===== ZITIERTER ABSCHNITT =====

Sprachbarrieren am Fußballfeld?

Foul, Elfmeter oder Abseits: Von der Regionalliga bis hin zu Spitzenclubs scheint die „Sprache“ des Fußballs immer die gleiche zu bleiben. Dass sich Fußballvereine mitinternationaler Zusammensetzung aber durchaus mit dem Gelingen und Scheitern von Kommunikation auseinander setzen sollten, das zeigt Jasmin Steiner in ihrer Doktorarbeit am Beispiel des FC Wacker Innsbruck.
Mehrsprachigkeit im Fußball
Auch im Fußball können Fremdsprachenkenntnisse eine wichtige Rolle spielen. (Foto: istockphoto.com)

Als Zuschauerin oder Zuschauer ist man sich meist der Tatsache nicht bewusst, dass der Arbeitsplatz eines Fußballers oder Fußballtrainers sehr stark durch Mehrsprachigkeit geprägt ist. Wie funktioniert eigentlich die Kommunikation in Fußballmannschaften, in denen Spieler mit unterschiedlichen Muttersprachen als Team auftreten sollen? Ist die „Sprache“ des Fußballs wirklich international und allgemein verständlich? Bereits in ihrer Magisterarbeit am Institut für Romanistik, die Jasmin Steiner im Rahmen der „Innsbruck Football Research Group“ an der philologisch-kulturwissenschaftlichen Fakultät verfasste, versuchte sie anhand von Interviews mit Spielern und Trainern verschiedenster Clubs erste Antworten auf diese Fragen zu finden. Dabei wurde schnell klar, dass in diesem bisher wenig erforschten Bereich ein großer Nachholbedarf besteht. „Es gibt immer noch den weit verbreiteten Glauben, dass es für den fußballerischen Erfolg keine Rolle spielt, ob Spieler aus dem Ausland die Sprache des jeweiligen Vereins verstehen oder nicht“, sagt Steiner. „Meine Forschungsergebnisse legen aber die Vermutung nahe, dass die sprachliche Integration ausländischer Spieler direkt mit der Qualität der spielerischen Leistung zusammenhängen kann“.

===== UNBEARBEITETE EINTRÄGE =====

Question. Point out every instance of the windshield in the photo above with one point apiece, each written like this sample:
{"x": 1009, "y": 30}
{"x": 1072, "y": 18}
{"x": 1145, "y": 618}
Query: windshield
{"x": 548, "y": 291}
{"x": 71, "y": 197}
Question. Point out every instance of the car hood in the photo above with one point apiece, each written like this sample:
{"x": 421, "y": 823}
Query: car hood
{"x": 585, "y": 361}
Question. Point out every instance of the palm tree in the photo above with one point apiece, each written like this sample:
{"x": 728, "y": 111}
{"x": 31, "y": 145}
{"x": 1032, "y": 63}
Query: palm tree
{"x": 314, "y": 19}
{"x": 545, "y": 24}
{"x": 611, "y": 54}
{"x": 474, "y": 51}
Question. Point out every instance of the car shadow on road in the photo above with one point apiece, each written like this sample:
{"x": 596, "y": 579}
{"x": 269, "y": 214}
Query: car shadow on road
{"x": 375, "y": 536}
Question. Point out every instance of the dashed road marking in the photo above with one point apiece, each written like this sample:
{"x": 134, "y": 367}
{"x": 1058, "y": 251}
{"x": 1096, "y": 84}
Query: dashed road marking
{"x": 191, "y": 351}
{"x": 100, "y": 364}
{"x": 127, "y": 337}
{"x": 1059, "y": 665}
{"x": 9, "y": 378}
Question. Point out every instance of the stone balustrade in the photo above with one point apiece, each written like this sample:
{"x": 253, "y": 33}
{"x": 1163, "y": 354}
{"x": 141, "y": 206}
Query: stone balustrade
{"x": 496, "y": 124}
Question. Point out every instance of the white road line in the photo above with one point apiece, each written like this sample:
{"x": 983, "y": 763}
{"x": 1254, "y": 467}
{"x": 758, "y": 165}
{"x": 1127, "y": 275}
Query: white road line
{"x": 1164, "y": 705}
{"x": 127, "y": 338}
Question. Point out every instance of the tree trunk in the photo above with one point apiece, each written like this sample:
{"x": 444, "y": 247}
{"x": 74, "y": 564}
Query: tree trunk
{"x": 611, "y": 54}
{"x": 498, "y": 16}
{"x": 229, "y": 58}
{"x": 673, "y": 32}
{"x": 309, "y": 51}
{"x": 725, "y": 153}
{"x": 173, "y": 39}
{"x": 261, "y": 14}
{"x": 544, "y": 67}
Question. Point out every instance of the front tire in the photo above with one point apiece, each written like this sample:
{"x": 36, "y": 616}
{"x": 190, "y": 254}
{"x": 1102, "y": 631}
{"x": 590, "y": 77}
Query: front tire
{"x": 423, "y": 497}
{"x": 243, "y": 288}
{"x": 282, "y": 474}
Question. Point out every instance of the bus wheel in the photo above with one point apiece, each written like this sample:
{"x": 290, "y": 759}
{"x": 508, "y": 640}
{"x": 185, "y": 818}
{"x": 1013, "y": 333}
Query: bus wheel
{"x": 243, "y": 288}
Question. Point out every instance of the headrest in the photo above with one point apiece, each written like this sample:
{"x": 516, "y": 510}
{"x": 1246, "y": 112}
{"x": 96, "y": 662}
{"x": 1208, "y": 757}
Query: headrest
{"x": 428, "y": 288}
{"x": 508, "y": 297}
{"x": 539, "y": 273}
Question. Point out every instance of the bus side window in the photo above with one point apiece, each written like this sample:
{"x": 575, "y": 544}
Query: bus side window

=====

ARBEITSAUFTRAG 1:
Beantworte anhand des zitierten Abschnitts über Sprachbarrieren im Fußball folgende Fragen:
(a) An welchem Verein zeigt Jasmin Steiner in ihrer Doktorarbeit das Gelingen und Scheitern von Kommunikation?
(b) An welchem Institut schrieb sie ihre Magisterarbeit?
(c) Mit wem führte sie für die Magisterarbeit Interviews?
ARBEITSAUFTRAG 2:
Stimmen diese Aussagen mit dem zitierten Abschnitt überein? Antworte jeweils mit Ja oder Nein und belege das mit einem wörtlichen Zitat.
(a) Die Mehrsprachigkeit im Fußball ist bereits gut erforscht.
(b) Zuschauer wissen meist, dass der Arbeitsplatz eines Fußballers stark durch Mehrsprachigkeit geprägt ist.
(c) Steiners Ergebnisse deuten darauf hin, dass die sprachliche Integration ausländischer Spieler mit ihrer spielerischen Leistung zusammenhängen kann.
Die Einträge spielen hierfür keine Rolle.

ERWARTETE ANTWORT 1:
(a) Am FC Wacker Innsbruck.
(b) Am Institut für Romanistik.
(c) Mit Spielern und Trainern verschiedenster Clubs.

ERWARTETE ANTWORT 2:
(a) Nein: „in diesem bisher wenig erforschten Bereich ein großer Nachholbedarf besteht“
(b) Nein: „Als Zuschauerin oder Zuschauer ist man sich meist der Tatsache nicht bewusst“
(c) Ja: „dass die sprachliche Integration ausländischer Spieler direkt mit der Qualität der spielerischen Leistung zusammenhängen kann“